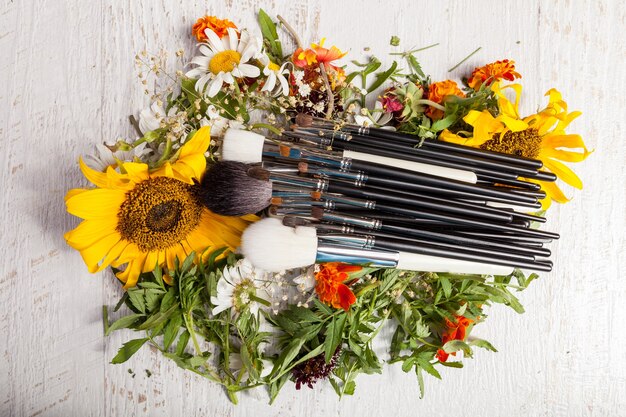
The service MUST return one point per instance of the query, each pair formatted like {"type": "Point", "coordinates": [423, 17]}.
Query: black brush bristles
{"type": "Point", "coordinates": [227, 189]}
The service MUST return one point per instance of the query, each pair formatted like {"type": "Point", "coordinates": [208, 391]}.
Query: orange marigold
{"type": "Point", "coordinates": [331, 288]}
{"type": "Point", "coordinates": [317, 54]}
{"type": "Point", "coordinates": [437, 92]}
{"type": "Point", "coordinates": [219, 26]}
{"type": "Point", "coordinates": [454, 331]}
{"type": "Point", "coordinates": [495, 71]}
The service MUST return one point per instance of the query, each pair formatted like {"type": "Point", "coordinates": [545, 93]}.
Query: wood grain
{"type": "Point", "coordinates": [68, 82]}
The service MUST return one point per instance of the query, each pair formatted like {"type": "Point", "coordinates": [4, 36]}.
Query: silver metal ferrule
{"type": "Point", "coordinates": [318, 184]}
{"type": "Point", "coordinates": [341, 218]}
{"type": "Point", "coordinates": [357, 256]}
{"type": "Point", "coordinates": [359, 241]}
{"type": "Point", "coordinates": [357, 202]}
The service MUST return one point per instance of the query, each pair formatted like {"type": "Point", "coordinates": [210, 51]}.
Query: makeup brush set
{"type": "Point", "coordinates": [335, 192]}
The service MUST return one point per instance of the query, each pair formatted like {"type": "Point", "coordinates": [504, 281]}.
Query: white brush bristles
{"type": "Point", "coordinates": [242, 146]}
{"type": "Point", "coordinates": [270, 246]}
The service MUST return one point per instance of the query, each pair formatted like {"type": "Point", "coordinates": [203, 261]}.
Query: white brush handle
{"type": "Point", "coordinates": [416, 262]}
{"type": "Point", "coordinates": [455, 174]}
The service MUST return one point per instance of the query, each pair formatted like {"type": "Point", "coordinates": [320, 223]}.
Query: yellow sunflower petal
{"type": "Point", "coordinates": [95, 253]}
{"type": "Point", "coordinates": [96, 203]}
{"type": "Point", "coordinates": [563, 172]}
{"type": "Point", "coordinates": [89, 232]}
{"type": "Point", "coordinates": [553, 192]}
{"type": "Point", "coordinates": [96, 177]}
{"type": "Point", "coordinates": [136, 171]}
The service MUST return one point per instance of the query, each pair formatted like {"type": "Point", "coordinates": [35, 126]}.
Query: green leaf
{"type": "Point", "coordinates": [334, 336]}
{"type": "Point", "coordinates": [456, 345]}
{"type": "Point", "coordinates": [382, 77]}
{"type": "Point", "coordinates": [183, 339]}
{"type": "Point", "coordinates": [268, 29]}
{"type": "Point", "coordinates": [135, 295]}
{"type": "Point", "coordinates": [128, 349]}
{"type": "Point", "coordinates": [171, 330]}
{"type": "Point", "coordinates": [125, 322]}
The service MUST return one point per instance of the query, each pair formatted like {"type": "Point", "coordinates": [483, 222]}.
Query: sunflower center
{"type": "Point", "coordinates": [159, 213]}
{"type": "Point", "coordinates": [224, 61]}
{"type": "Point", "coordinates": [525, 143]}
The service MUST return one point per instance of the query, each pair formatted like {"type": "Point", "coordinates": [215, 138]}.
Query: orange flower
{"type": "Point", "coordinates": [437, 92]}
{"type": "Point", "coordinates": [317, 54]}
{"type": "Point", "coordinates": [495, 71]}
{"type": "Point", "coordinates": [454, 331]}
{"type": "Point", "coordinates": [331, 288]}
{"type": "Point", "coordinates": [219, 26]}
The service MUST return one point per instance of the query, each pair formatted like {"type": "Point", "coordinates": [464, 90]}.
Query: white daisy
{"type": "Point", "coordinates": [105, 157]}
{"type": "Point", "coordinates": [237, 289]}
{"type": "Point", "coordinates": [275, 74]}
{"type": "Point", "coordinates": [219, 124]}
{"type": "Point", "coordinates": [223, 60]}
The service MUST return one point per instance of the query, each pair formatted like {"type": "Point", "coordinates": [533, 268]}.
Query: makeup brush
{"type": "Point", "coordinates": [222, 190]}
{"type": "Point", "coordinates": [326, 143]}
{"type": "Point", "coordinates": [437, 235]}
{"type": "Point", "coordinates": [306, 120]}
{"type": "Point", "coordinates": [248, 147]}
{"type": "Point", "coordinates": [273, 247]}
{"type": "Point", "coordinates": [417, 237]}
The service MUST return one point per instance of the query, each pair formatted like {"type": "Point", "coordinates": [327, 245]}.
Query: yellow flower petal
{"type": "Point", "coordinates": [95, 204]}
{"type": "Point", "coordinates": [563, 172]}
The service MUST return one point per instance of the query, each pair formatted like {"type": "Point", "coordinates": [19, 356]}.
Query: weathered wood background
{"type": "Point", "coordinates": [67, 81]}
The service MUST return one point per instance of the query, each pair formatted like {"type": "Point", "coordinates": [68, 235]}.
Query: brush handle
{"type": "Point", "coordinates": [441, 251]}
{"type": "Point", "coordinates": [407, 156]}
{"type": "Point", "coordinates": [455, 157]}
{"type": "Point", "coordinates": [411, 140]}
{"type": "Point", "coordinates": [387, 176]}
{"type": "Point", "coordinates": [425, 202]}
{"type": "Point", "coordinates": [365, 159]}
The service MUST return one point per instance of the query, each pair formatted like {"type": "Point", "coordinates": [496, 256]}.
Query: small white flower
{"type": "Point", "coordinates": [153, 117]}
{"type": "Point", "coordinates": [223, 60]}
{"type": "Point", "coordinates": [276, 83]}
{"type": "Point", "coordinates": [306, 281]}
{"type": "Point", "coordinates": [104, 157]}
{"type": "Point", "coordinates": [218, 123]}
{"type": "Point", "coordinates": [237, 289]}
{"type": "Point", "coordinates": [304, 90]}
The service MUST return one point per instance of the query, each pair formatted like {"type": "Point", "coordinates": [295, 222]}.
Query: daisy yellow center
{"type": "Point", "coordinates": [525, 143]}
{"type": "Point", "coordinates": [158, 213]}
{"type": "Point", "coordinates": [224, 61]}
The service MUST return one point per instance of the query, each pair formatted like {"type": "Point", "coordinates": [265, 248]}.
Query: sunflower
{"type": "Point", "coordinates": [540, 136]}
{"type": "Point", "coordinates": [143, 219]}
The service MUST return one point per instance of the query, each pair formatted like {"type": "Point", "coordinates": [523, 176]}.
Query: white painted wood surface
{"type": "Point", "coordinates": [67, 81]}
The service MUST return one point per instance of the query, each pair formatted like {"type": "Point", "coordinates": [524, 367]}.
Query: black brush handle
{"type": "Point", "coordinates": [435, 250]}
{"type": "Point", "coordinates": [524, 185]}
{"type": "Point", "coordinates": [411, 140]}
{"type": "Point", "coordinates": [408, 233]}
{"type": "Point", "coordinates": [377, 173]}
{"type": "Point", "coordinates": [450, 156]}
{"type": "Point", "coordinates": [424, 202]}
{"type": "Point", "coordinates": [356, 147]}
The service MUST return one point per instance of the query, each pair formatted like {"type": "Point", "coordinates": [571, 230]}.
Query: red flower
{"type": "Point", "coordinates": [454, 331]}
{"type": "Point", "coordinates": [495, 71]}
{"type": "Point", "coordinates": [331, 288]}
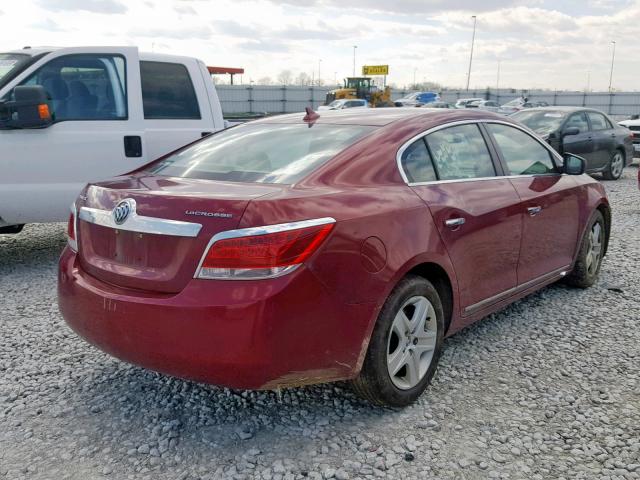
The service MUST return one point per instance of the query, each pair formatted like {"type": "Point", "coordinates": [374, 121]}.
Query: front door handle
{"type": "Point", "coordinates": [454, 222]}
{"type": "Point", "coordinates": [132, 146]}
{"type": "Point", "coordinates": [533, 211]}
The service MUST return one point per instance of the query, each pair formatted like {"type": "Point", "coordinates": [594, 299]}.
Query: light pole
{"type": "Point", "coordinates": [354, 60]}
{"type": "Point", "coordinates": [473, 39]}
{"type": "Point", "coordinates": [613, 57]}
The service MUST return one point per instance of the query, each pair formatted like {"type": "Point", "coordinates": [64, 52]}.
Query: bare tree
{"type": "Point", "coordinates": [285, 77]}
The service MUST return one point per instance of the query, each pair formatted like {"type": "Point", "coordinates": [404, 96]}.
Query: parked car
{"type": "Point", "coordinates": [462, 102]}
{"type": "Point", "coordinates": [634, 126]}
{"type": "Point", "coordinates": [345, 103]}
{"type": "Point", "coordinates": [290, 250]}
{"type": "Point", "coordinates": [489, 105]}
{"type": "Point", "coordinates": [90, 113]}
{"type": "Point", "coordinates": [438, 105]}
{"type": "Point", "coordinates": [518, 104]}
{"type": "Point", "coordinates": [605, 146]}
{"type": "Point", "coordinates": [417, 99]}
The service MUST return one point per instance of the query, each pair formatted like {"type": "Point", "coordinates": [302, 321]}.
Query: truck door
{"type": "Point", "coordinates": [177, 110]}
{"type": "Point", "coordinates": [96, 134]}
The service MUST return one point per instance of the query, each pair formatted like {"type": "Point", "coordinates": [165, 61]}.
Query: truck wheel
{"type": "Point", "coordinates": [11, 229]}
{"type": "Point", "coordinates": [405, 345]}
{"type": "Point", "coordinates": [615, 167]}
{"type": "Point", "coordinates": [587, 267]}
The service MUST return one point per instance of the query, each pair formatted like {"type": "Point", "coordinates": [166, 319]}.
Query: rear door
{"type": "Point", "coordinates": [550, 203]}
{"type": "Point", "coordinates": [581, 144]}
{"type": "Point", "coordinates": [476, 212]}
{"type": "Point", "coordinates": [176, 111]}
{"type": "Point", "coordinates": [604, 138]}
{"type": "Point", "coordinates": [96, 106]}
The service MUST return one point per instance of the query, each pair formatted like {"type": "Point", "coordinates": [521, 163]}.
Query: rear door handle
{"type": "Point", "coordinates": [455, 222]}
{"type": "Point", "coordinates": [533, 211]}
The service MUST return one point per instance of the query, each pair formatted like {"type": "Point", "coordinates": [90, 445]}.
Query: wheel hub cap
{"type": "Point", "coordinates": [411, 342]}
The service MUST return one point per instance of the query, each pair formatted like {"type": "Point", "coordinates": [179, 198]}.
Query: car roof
{"type": "Point", "coordinates": [380, 117]}
{"type": "Point", "coordinates": [561, 108]}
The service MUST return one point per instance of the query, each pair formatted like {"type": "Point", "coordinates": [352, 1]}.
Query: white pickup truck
{"type": "Point", "coordinates": [69, 116]}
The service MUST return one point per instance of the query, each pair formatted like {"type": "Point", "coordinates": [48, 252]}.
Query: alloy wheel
{"type": "Point", "coordinates": [411, 342]}
{"type": "Point", "coordinates": [594, 251]}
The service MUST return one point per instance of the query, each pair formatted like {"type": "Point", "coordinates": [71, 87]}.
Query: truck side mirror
{"type": "Point", "coordinates": [30, 108]}
{"type": "Point", "coordinates": [573, 164]}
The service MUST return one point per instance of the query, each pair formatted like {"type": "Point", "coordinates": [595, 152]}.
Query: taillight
{"type": "Point", "coordinates": [263, 252]}
{"type": "Point", "coordinates": [71, 229]}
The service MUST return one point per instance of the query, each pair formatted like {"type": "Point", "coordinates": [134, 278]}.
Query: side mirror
{"type": "Point", "coordinates": [570, 131]}
{"type": "Point", "coordinates": [574, 165]}
{"type": "Point", "coordinates": [30, 108]}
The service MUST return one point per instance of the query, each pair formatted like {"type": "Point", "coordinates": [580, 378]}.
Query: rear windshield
{"type": "Point", "coordinates": [263, 153]}
{"type": "Point", "coordinates": [541, 121]}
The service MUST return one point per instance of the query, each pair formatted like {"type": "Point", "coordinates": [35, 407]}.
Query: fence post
{"type": "Point", "coordinates": [284, 98]}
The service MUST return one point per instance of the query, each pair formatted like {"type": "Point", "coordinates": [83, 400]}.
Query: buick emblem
{"type": "Point", "coordinates": [123, 210]}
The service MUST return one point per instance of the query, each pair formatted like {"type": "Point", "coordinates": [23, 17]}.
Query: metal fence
{"type": "Point", "coordinates": [240, 99]}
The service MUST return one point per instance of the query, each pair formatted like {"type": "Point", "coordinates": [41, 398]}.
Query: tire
{"type": "Point", "coordinates": [586, 270]}
{"type": "Point", "coordinates": [417, 352]}
{"type": "Point", "coordinates": [616, 166]}
{"type": "Point", "coordinates": [11, 229]}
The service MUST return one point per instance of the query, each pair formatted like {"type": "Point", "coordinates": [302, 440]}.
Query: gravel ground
{"type": "Point", "coordinates": [546, 389]}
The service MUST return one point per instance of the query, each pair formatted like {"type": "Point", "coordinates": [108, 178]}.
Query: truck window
{"type": "Point", "coordinates": [167, 92]}
{"type": "Point", "coordinates": [84, 86]}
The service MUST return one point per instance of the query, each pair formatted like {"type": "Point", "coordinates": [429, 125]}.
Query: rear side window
{"type": "Point", "coordinates": [460, 152]}
{"type": "Point", "coordinates": [523, 154]}
{"type": "Point", "coordinates": [167, 92]}
{"type": "Point", "coordinates": [416, 163]}
{"type": "Point", "coordinates": [262, 153]}
{"type": "Point", "coordinates": [578, 120]}
{"type": "Point", "coordinates": [598, 121]}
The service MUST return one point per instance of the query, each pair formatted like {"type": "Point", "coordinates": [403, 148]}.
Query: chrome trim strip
{"type": "Point", "coordinates": [406, 145]}
{"type": "Point", "coordinates": [140, 223]}
{"type": "Point", "coordinates": [560, 272]}
{"type": "Point", "coordinates": [74, 243]}
{"type": "Point", "coordinates": [264, 230]}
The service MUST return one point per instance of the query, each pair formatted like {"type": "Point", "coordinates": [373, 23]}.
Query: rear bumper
{"type": "Point", "coordinates": [242, 334]}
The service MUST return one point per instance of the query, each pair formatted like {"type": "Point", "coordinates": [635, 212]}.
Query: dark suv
{"type": "Point", "coordinates": [605, 146]}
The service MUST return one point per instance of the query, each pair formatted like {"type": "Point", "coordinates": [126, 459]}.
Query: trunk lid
{"type": "Point", "coordinates": [158, 262]}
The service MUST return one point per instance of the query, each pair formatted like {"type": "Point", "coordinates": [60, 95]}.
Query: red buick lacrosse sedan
{"type": "Point", "coordinates": [306, 249]}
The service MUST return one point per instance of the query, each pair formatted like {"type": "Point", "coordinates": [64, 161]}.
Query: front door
{"type": "Point", "coordinates": [550, 204]}
{"type": "Point", "coordinates": [581, 144]}
{"type": "Point", "coordinates": [476, 212]}
{"type": "Point", "coordinates": [97, 132]}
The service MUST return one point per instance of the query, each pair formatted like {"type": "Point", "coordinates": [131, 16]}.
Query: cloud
{"type": "Point", "coordinates": [94, 6]}
{"type": "Point", "coordinates": [410, 7]}
{"type": "Point", "coordinates": [195, 32]}
{"type": "Point", "coordinates": [264, 46]}
{"type": "Point", "coordinates": [48, 25]}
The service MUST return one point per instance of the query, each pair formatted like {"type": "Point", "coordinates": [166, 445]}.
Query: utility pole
{"type": "Point", "coordinates": [613, 57]}
{"type": "Point", "coordinates": [473, 39]}
{"type": "Point", "coordinates": [354, 60]}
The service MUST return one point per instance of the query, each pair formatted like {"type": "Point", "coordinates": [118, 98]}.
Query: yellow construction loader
{"type": "Point", "coordinates": [361, 87]}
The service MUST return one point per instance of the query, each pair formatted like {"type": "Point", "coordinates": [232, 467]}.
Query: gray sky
{"type": "Point", "coordinates": [539, 43]}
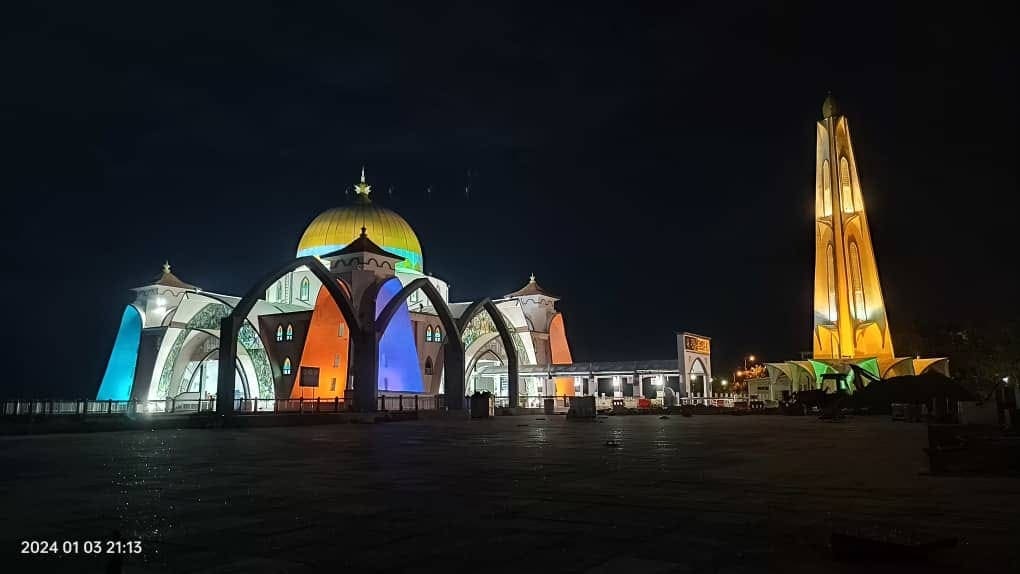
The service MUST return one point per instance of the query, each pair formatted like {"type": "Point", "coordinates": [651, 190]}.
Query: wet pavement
{"type": "Point", "coordinates": [708, 493]}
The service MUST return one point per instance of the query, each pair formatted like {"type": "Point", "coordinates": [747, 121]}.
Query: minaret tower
{"type": "Point", "coordinates": [850, 311]}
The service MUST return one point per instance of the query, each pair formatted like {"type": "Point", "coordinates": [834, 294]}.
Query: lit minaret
{"type": "Point", "coordinates": [850, 311]}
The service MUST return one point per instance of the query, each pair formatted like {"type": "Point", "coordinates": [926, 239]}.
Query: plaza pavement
{"type": "Point", "coordinates": [524, 493]}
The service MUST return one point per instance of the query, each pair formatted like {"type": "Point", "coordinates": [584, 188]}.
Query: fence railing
{"type": "Point", "coordinates": [186, 406]}
{"type": "Point", "coordinates": [387, 403]}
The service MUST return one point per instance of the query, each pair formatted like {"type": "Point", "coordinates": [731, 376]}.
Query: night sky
{"type": "Point", "coordinates": [654, 168]}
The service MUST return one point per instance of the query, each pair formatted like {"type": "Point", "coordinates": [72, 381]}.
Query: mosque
{"type": "Point", "coordinates": [379, 324]}
{"type": "Point", "coordinates": [296, 343]}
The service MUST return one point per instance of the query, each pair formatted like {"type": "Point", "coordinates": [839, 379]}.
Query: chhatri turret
{"type": "Point", "coordinates": [538, 304]}
{"type": "Point", "coordinates": [850, 318]}
{"type": "Point", "coordinates": [160, 296]}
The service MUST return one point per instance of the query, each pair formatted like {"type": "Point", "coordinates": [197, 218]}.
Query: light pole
{"type": "Point", "coordinates": [747, 387]}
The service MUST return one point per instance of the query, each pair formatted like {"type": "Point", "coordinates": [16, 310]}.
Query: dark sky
{"type": "Point", "coordinates": [653, 167]}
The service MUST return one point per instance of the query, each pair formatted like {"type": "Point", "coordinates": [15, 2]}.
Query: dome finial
{"type": "Point", "coordinates": [829, 107]}
{"type": "Point", "coordinates": [361, 190]}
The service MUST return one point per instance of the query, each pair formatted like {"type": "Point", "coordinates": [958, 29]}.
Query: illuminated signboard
{"type": "Point", "coordinates": [309, 376]}
{"type": "Point", "coordinates": [696, 344]}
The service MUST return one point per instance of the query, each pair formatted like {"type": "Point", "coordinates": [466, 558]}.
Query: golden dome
{"type": "Point", "coordinates": [335, 228]}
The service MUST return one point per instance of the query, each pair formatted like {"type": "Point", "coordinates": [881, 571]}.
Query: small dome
{"type": "Point", "coordinates": [336, 228]}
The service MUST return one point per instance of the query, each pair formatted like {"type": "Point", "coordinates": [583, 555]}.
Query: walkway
{"type": "Point", "coordinates": [512, 493]}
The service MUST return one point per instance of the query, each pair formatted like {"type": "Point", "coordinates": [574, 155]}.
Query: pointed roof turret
{"type": "Point", "coordinates": [829, 107]}
{"type": "Point", "coordinates": [532, 288]}
{"type": "Point", "coordinates": [166, 278]}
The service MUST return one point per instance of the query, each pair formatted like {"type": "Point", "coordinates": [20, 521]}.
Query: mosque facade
{"type": "Point", "coordinates": [295, 342]}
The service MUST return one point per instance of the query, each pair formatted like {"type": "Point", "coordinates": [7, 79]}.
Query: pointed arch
{"type": "Point", "coordinates": [231, 325]}
{"type": "Point", "coordinates": [846, 188]}
{"type": "Point", "coordinates": [830, 282]}
{"type": "Point", "coordinates": [857, 283]}
{"type": "Point", "coordinates": [826, 190]}
{"type": "Point", "coordinates": [513, 380]}
{"type": "Point", "coordinates": [453, 351]}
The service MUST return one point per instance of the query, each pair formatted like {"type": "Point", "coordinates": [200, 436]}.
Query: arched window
{"type": "Point", "coordinates": [826, 190]}
{"type": "Point", "coordinates": [857, 282]}
{"type": "Point", "coordinates": [830, 278]}
{"type": "Point", "coordinates": [847, 193]}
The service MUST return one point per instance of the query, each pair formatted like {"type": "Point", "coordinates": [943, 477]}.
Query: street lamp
{"type": "Point", "coordinates": [747, 387]}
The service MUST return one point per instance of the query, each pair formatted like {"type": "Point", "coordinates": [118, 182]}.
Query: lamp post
{"type": "Point", "coordinates": [747, 387]}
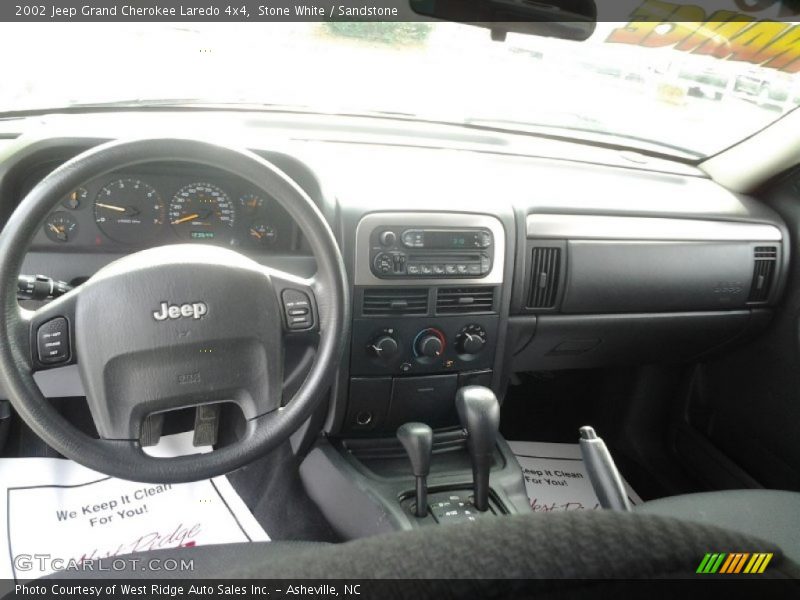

Work required | Find every line in the records that contains the string "door" and copy each of those lines.

Problem solution |
Query: front door handle
Query: truck door
Query: rear door
Query: rear door handle
Query: front door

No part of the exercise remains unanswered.